# Text to read:
%%

The Master Servicer shall service and administer the Mortgage Loans in a
manner consistent with the terms of this Agreement and with general industry
practice and shall have full power and authority, acting alone or through a
subservicer, (i) to execute and deliver, on behalf of the Noteholders, the
Trust, and the Indenture Trustee, customary consents or waivers and other
instruments and documents, (ii) to consent to transfers of any Mortgaged
Property and assumptions of the Mortgage Notes and related Mortgages (but only
in the manner provided in this Agreement), (iii) to collect any Insurance
Proceeds and other Liquidation Proceeds, and (iv) to effectuate foreclosure or
other conversion of the ownership of the Mortgaged Property securing any
Mortgage Loan. The Master Servicer shall remain responsible to the parties to
this Agreement and the Credit Enhancer for its obligations under this Agreement.
Any amounts received by any subservicer on a Mortgage Loan shall be considered
to have been received by the Master Servicer whether or not actually received by
it. Without limiting the generality of the foregoing, the Master Servicer may
execute and deliver, on behalf of itself, the Noteholders, and the Indenture
Trustee, or any of them, any instruments of satisfaction or cancellation, or of
partial or full release or discharge, and all other comparable instruments, with
respect to the Mortgage Loans and with respect to the Mortgaged Properties, in
each case to the extent not inconsistent with this Agreement.
At the request of a Servicing Officer, the Indenture Trustee shall furnish
the Master Servicer with any powers of attorney and other documents appropriate
to enable the Master Servicer to carry out its servicing and administrative
duties under this Agreement. The Master Servicer in this capacity may also
consent to the placing of a lien senior to that of any mortgage on the related
Mortgaged Property, if
(i) the new senior lien secures a mortgage loan that refinances an
existing first mortgage loan and
(ii) either
15
(a) the Loan-to-Value Ratio of the new mortgage loan (without
taking into account any closing costs that may be financed by the
new mortgage loan) is equal to or less than the Loan-to-Value Ratio
of the first mortgage loan to be replaced (for purposes of
calculating the Loan-to-Value Ratio, the Valuation of the Mortgaged
Property will be measured by the lesser of (A) the Valuation of the
Mortgaged Property as of the Cut-off Date and (B) the Valuation of
the Mortgaged Property as of the date of the refinancing referenced
in clause (i)) or
(b) the Combined Loan-to-Value Ratio of the new mortgage loan
(without taking into account any closing costs that may be financed
by the new mortgage loan) and the existing Mortgage Loan is equal to
less than 70% (for purposes of calculating the Combined
Loan-to-Value Ratio, the Valuation of the Mortgaged Property will be
measured as the lesser of (A) the Valuation of the Mortgage Loan as
of the Cut-off Date and (B) the Valuation of the Mortgage Loan as of
the date of the refinancing referenced in clause (i)).

%%

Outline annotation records

%%

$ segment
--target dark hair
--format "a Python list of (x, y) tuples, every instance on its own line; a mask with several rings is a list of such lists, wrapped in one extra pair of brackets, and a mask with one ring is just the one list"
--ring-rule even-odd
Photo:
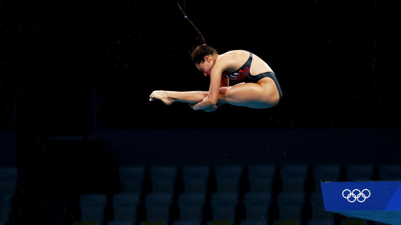
[(187, 18), (186, 19), (189, 21), (189, 22), (191, 23), (194, 28), (196, 30), (198, 36), (196, 37), (196, 40), (200, 44), (198, 46), (192, 48), (192, 51), (190, 52), (191, 54), (191, 58), (192, 59), (192, 61), (193, 62), (194, 64), (199, 64), (205, 62), (204, 57), (205, 56), (218, 54), (217, 50), (214, 48), (207, 44), (206, 44), (206, 41), (205, 40), (203, 36), (202, 35), (202, 33), (200, 33), (199, 30), (198, 30), (195, 24), (189, 18)]

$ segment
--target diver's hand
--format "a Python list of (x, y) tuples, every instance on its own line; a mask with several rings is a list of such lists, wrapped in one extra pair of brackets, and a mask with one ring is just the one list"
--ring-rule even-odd
[(210, 108), (204, 108), (203, 109), (203, 111), (205, 111), (206, 112), (213, 112), (213, 111), (216, 111), (216, 109), (217, 108), (217, 106), (215, 105)]

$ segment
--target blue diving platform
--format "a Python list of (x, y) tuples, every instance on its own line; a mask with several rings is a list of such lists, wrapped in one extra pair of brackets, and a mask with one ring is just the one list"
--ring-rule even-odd
[(322, 181), (326, 211), (401, 225), (401, 181)]

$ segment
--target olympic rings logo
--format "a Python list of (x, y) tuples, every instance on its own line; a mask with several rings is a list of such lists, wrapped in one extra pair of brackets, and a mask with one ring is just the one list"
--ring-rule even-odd
[[(344, 192), (345, 192), (345, 191), (349, 191), (350, 193), (349, 194), (347, 195), (346, 197), (345, 197), (345, 196), (344, 196)], [(367, 191), (368, 192), (369, 192), (369, 195), (368, 195), (367, 196), (365, 194), (363, 193), (363, 192), (365, 191)], [(358, 194), (356, 195), (354, 193), (354, 192), (355, 191), (357, 191), (359, 192), (359, 193), (358, 193)], [(348, 201), (350, 202), (354, 202), (356, 200), (358, 200), (358, 201), (359, 202), (363, 202), (365, 201), (365, 200), (366, 200), (366, 199), (370, 197), (370, 196), (371, 196), (371, 191), (369, 191), (367, 189), (364, 189), (363, 190), (362, 190), (362, 191), (359, 191), (357, 189), (354, 189), (354, 190), (352, 191), (352, 192), (350, 190), (348, 189), (346, 189), (345, 190), (342, 191), (342, 197), (346, 199), (347, 200), (348, 200)], [(351, 197), (354, 198), (353, 201), (350, 200), (350, 198)], [(363, 198), (363, 200), (362, 201), (359, 201), (359, 198), (361, 197)]]

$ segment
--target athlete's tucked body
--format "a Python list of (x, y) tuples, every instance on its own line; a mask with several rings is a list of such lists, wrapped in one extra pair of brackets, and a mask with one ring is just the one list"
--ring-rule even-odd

%%

Answer these questions using the mortgage servicing text.
1. Besides acting alone, through whom may the Master Servicer exercise its power and authority?
2. To whom does the Master Servicer remain responsible for its obligations under the Agreement?
3. Who must furnish the Master Servicer with powers of attorney at the request of a Servicing Officer?

# Problem solution:
1. Through a subservicer.
2. To the parties to the Agreement and the Credit Enhancer.
3. The Indenture Trustee.